(Excerto do texto):
────────────────

A terra foi novamente invadida por asteróides, vulcões entraram simultaneamente em actividade, mares invadiram o que restou de solo seco e no final do dilúvio sobraram seis pessoas. Um casal que assava frangos numa churrasqueira de Moscavide, um carteiro alcoólico e a sua parceira da zona da Ribeira, um sócio do Clube de Golf do Estoril e uma trabalhadora d’um call-center da Linha de Sintra.

A esses seis humanos ficou incumbido o dever de reconstruirem a humanidade. Séculos depois, lampiões e os tripeiros voltam a trocar títulos de futebol a cada dois anos e os Sportinguistas continuam a sua extenuante inimizade entre facções elitistas e populares. É o ADN natural (natural porque existe) de um banana. Um banana não evolui, estagna, porque é frágil e sempre que confrontado com mudanças reage e depois volta à sua forma original.

O problema do Sportinguistas reside precisamente aqui, tem um espírito rebelde mas depois de se revoltar, volta, por vontade própria, a estabelecer limites para a sua liberdade. É, no mínimo, embaraçoso. Os últimos 80 anos de história (no seguimento da década dourada de 50) são uma prova inequívoca disso mesmo.

────────────────

(Requisitos): Transcreva o trecho do texto sobre o dilúvio que começa em "A terra foi" e acaba em "sua forma original.", mudando "carteiro" para "pescador". As linhas são material à parte, sem ligação ao texto.

────────────────

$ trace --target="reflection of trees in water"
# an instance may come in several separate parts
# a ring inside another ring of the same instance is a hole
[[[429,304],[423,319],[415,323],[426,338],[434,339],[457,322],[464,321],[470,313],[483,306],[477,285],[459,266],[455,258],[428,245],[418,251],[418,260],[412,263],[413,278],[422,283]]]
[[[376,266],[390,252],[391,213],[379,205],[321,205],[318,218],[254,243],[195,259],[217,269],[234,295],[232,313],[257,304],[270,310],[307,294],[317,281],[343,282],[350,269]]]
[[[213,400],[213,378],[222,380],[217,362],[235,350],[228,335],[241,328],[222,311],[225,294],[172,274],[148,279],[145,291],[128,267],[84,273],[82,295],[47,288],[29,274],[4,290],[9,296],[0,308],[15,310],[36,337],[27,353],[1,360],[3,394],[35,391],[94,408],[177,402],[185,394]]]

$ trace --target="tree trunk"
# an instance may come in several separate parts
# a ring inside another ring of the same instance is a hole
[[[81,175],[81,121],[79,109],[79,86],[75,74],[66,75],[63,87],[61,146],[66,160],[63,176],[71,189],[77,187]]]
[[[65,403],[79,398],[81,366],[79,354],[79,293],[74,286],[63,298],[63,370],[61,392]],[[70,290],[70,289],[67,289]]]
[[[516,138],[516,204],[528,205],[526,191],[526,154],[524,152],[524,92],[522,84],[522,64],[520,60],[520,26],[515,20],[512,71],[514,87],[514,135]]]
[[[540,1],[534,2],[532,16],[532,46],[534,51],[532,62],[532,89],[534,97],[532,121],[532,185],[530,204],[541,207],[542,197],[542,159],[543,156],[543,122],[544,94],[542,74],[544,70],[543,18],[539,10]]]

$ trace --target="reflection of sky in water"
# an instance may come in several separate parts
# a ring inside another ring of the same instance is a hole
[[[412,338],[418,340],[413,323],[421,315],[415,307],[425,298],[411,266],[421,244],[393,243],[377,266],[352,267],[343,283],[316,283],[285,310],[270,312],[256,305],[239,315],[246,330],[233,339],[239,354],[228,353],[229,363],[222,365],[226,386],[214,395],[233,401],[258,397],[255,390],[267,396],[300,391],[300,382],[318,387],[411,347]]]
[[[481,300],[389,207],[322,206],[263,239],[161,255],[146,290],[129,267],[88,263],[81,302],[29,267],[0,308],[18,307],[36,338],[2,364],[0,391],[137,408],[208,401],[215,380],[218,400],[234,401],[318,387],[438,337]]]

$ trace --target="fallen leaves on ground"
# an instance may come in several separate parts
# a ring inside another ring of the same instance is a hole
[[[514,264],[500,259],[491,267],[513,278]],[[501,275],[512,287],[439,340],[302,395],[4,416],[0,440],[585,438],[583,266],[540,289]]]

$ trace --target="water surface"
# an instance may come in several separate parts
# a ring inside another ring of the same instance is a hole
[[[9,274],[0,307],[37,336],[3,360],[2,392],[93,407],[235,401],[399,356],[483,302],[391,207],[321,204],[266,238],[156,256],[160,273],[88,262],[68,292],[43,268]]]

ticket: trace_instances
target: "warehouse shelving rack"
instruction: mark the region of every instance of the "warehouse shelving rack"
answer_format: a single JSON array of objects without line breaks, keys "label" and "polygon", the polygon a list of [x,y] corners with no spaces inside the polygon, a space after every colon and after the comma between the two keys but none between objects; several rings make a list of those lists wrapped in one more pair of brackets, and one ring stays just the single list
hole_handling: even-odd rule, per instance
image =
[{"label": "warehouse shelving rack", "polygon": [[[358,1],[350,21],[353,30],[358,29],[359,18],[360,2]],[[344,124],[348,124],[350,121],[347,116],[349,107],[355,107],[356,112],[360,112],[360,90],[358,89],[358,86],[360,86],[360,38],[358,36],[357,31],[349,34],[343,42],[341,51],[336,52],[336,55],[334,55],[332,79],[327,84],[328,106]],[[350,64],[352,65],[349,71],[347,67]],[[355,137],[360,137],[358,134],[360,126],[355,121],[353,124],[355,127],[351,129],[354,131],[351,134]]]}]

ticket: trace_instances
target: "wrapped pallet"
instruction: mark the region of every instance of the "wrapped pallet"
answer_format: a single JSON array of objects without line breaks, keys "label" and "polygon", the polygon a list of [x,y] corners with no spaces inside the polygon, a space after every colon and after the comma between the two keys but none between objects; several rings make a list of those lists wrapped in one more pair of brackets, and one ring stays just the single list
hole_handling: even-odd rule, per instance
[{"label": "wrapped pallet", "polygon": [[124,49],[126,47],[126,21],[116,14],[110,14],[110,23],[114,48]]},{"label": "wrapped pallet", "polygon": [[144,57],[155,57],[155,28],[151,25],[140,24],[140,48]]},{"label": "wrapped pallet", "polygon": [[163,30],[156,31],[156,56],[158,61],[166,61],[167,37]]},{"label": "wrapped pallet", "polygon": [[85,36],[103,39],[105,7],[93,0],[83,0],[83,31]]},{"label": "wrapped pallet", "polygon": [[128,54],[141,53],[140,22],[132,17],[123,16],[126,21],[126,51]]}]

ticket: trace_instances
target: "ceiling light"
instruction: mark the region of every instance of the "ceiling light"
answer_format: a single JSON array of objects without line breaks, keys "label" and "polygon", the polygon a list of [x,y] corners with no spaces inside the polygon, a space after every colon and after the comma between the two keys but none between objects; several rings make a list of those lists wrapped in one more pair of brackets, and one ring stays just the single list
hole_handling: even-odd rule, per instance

────────────────

(Resposta do exercício):
A terra foi novamente invadida por asteróides, vulcões entraram simultaneamente em actividade, mares invadiram o que restou de solo seco e no final do dilúvio sobraram seis pessoas. Um casal que assava frangos numa churrasqueira de Moscavide, um pescador alcoólico e a sua parceira da zona da Ribeira, um sócio do Clube de Golf do Estoril e uma trabalhadora d’um call-center da Linha de Sintra.

A esses seis humanos ficou incumbido o dever de reconstruirem a humanidade. Séculos depois, lampiões e os tripeiros voltam a trocar títulos de futebol a cada dois anos e os Sportinguistas continuam a sua extenuante inimizade entre facções elitistas e populares. É o ADN natural (natural porque existe) de um banana. Um banana não evolui, estagna, porque é frágil e sempre que confrontado com mudanças reage e depois volta à sua forma original.